Passage provided
Harvard Pilgrim Health Care is dropping its Medicare Advantage businesses in Massachusetts and Maine, a move that will force more than 11,000 people to find new coverage next year.

In Massachusetts, about 9,500 members of the company’s StrideSm (HMO) plan will have to choose another insurer, according to a statement issued Friday in response to questions from the Globe. The change will affect about 1,600 members in Maine, where Harvard Pilgrim will continue to offer Medicare supplement plans.

Harvard Pilgrim merged with Tufts Health Plan at the start of the year, and they operate under parent company Point32Health. Tufts Medicare Preferred HMO plan has a larger network of doctors and other providers, and similar benefits, according to Point32Health’s statement.

Still, some Harvard Pilgrim Medicare customers may find that their doctors aren’t in the Tufts network.

“If Tufts doesn’t incorporate Harvard’s full network of doctors, some Harvard members may have to scramble to find another insurer that does, or switch to a Medicare supplement plan,” said Edgar Dworsky, founder and editor of Consumer World.

Medicare Advantage plans offer Medicare coverage for hospital care, doctors, and drugs through private insurers, using their provider networks. There are about 337,000 Medicare Advantage members in Massachusetts. Tufts is the largest Medicare Advantage insurer in the state, according to AHIP, an association of health care providers. Medicare supplement plans cover some costs not covered my Medicare.

Harvard Pilgrim’s decision affects only its Medicare Advantage plans in Massachusetts and Maine, not its other products. And it will remain a Medicare Advantage carrier in New Hampshire, where Harvard Pilgrim’s plans have 11,000 customers and Tufts doesn’t compete.

“We are not exiting either state,” Point32Health said.

In Massachusetts, Harvard Pilgrim will be contacting members about its exit from Medicare Advantage and pitch the Tufts plan. It noted that the Tufts Medicare plan is one of only two in the country to receive the top rating from the Centers for Medicare and Medicaid Services for six years in a row.

Problem A
Answer from the Harvard Pilgrim article:
(i) About how many Massachusetts members of the StrideSm (HMO) plan will have to choose another insurer?
(ii) Who is the founder and editor of Consumer World?
(iii) In which state will Harvard Pilgrim remain a Medicare Advantage carrier?
Problem B
Reproduce word for word the stretch of the Harvard Pilgrim article from "Harvard Pilgrim merged" through "the Tufts network.".
Rely only on the Harvard Pilgrim article for what comes next.

Records shown
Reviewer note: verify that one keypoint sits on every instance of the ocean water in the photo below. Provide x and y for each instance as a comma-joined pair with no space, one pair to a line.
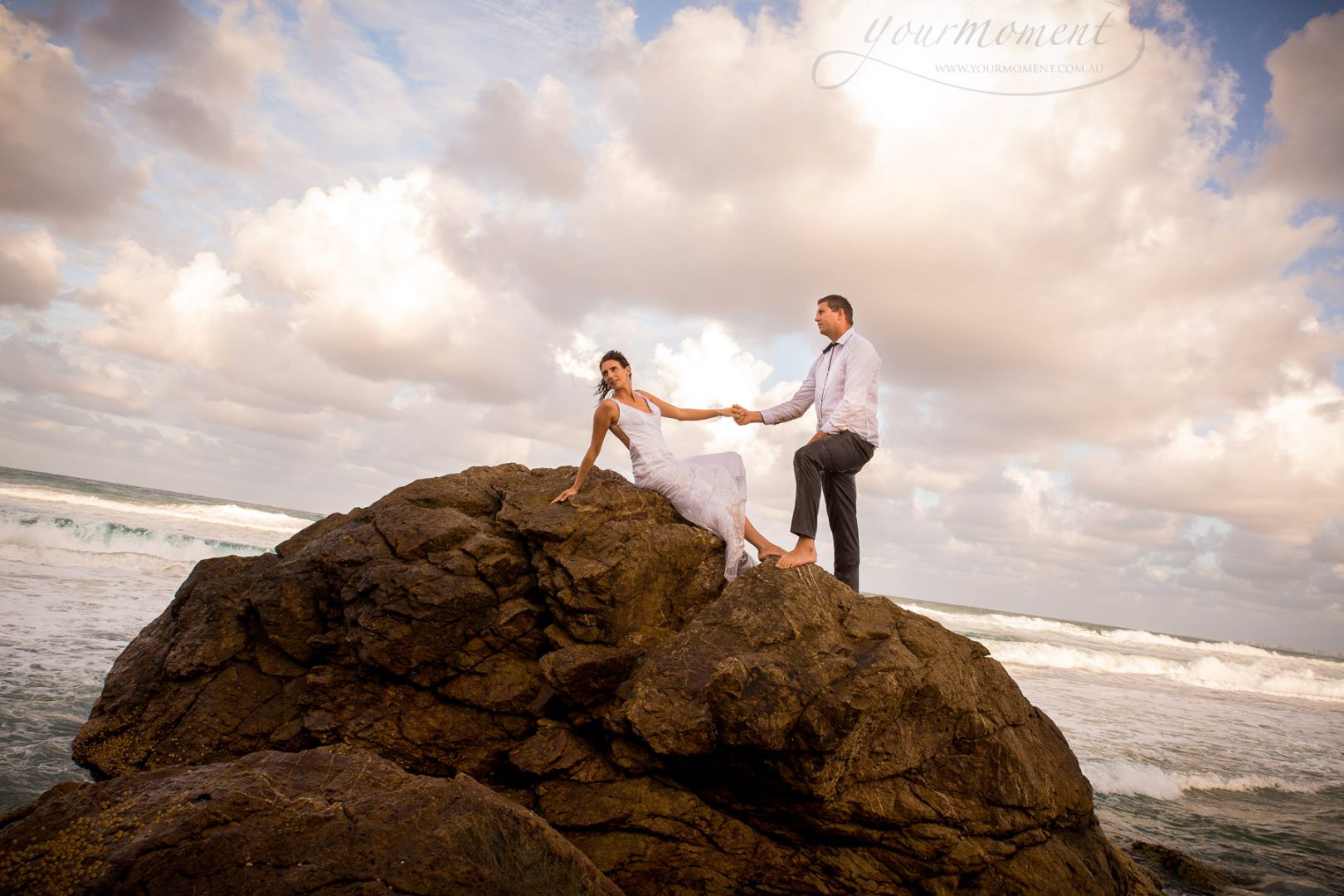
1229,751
...
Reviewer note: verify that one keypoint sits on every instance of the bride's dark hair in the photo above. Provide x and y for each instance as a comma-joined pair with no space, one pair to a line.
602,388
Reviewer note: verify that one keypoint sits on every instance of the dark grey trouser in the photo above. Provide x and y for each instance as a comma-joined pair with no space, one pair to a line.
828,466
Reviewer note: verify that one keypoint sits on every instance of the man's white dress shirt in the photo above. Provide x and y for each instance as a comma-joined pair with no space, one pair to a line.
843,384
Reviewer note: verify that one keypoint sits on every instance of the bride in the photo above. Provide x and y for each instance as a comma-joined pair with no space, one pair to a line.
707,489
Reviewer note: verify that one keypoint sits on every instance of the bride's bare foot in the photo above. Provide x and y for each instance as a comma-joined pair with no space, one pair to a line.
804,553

Your response A
(i) About 9,500
(ii) Edgar Dworsky
(iii) New Hampshire

Your response B
Harvard Pilgrim merged with Tufts Health Plan at the start of the year, and they operate under parent company Point32Health. Tufts Medicare Preferred HMO plan has a larger network of doctors and other providers, and similar benefits, according to Point32Health’s statement.

Still, some Harvard Pilgrim Medicare customers may find that their doctors aren’t in the Tufts network.